■ To do ■
In the records below, find the line containing "the person in"; give it again exactly, along with every line that follows, and nothing else.

■ Supplied records ■
════

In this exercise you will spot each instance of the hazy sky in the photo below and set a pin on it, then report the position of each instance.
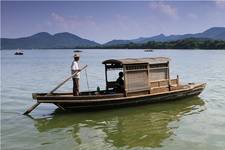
(104, 21)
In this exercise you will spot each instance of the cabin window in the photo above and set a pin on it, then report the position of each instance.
(136, 67)
(137, 80)
(158, 72)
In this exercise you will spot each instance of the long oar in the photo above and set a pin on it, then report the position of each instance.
(52, 91)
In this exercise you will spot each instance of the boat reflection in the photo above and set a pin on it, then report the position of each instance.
(142, 126)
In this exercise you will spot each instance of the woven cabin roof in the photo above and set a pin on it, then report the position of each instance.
(149, 60)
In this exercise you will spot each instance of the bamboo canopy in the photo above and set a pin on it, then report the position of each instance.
(149, 60)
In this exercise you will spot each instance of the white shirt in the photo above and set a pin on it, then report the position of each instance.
(75, 67)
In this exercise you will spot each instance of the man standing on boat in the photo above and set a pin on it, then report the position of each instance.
(76, 77)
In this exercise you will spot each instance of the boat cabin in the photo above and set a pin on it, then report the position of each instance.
(141, 75)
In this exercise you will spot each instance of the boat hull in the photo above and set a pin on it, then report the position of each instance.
(116, 100)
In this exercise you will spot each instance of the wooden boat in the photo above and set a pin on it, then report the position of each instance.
(77, 51)
(18, 52)
(148, 50)
(146, 80)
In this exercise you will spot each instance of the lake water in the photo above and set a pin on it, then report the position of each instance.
(194, 123)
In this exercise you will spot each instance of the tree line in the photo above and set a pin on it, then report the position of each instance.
(191, 43)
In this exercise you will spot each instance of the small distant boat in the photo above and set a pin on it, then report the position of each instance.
(18, 52)
(148, 50)
(77, 51)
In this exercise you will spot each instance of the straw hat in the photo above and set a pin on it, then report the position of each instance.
(76, 55)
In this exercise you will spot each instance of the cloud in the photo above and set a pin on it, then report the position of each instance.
(220, 3)
(72, 23)
(164, 8)
(192, 16)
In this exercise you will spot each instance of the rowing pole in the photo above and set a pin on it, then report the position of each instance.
(52, 91)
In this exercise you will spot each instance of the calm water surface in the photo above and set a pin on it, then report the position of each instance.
(194, 123)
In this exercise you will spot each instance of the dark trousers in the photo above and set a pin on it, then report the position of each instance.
(76, 86)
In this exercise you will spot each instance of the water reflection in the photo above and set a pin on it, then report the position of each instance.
(142, 126)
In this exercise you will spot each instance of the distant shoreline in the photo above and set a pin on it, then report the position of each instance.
(190, 43)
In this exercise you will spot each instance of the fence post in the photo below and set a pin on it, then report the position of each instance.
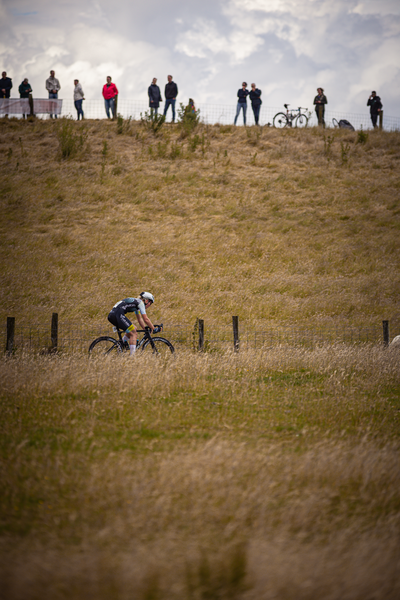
(31, 105)
(385, 332)
(10, 334)
(235, 323)
(201, 335)
(54, 332)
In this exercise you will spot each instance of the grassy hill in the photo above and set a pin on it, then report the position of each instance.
(265, 474)
(275, 226)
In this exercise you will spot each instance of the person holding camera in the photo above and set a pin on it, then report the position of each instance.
(375, 104)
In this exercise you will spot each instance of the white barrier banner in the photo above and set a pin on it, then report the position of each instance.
(14, 106)
(43, 106)
(20, 106)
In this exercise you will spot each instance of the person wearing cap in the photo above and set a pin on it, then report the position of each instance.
(320, 100)
(154, 96)
(375, 104)
(53, 87)
(255, 97)
(24, 90)
(242, 104)
(5, 85)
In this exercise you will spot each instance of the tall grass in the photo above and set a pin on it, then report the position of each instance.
(262, 474)
(205, 476)
(286, 235)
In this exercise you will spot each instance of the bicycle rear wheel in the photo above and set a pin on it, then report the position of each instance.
(280, 121)
(160, 347)
(301, 121)
(105, 346)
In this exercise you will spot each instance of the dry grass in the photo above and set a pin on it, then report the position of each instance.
(209, 476)
(291, 235)
(268, 474)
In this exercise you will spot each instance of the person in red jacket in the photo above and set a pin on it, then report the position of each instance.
(110, 94)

════

■ Result below ■
In this exercise you will spot each instance of the person in red jacket in the photo above and set a pin on it, then report the position of each instance.
(110, 94)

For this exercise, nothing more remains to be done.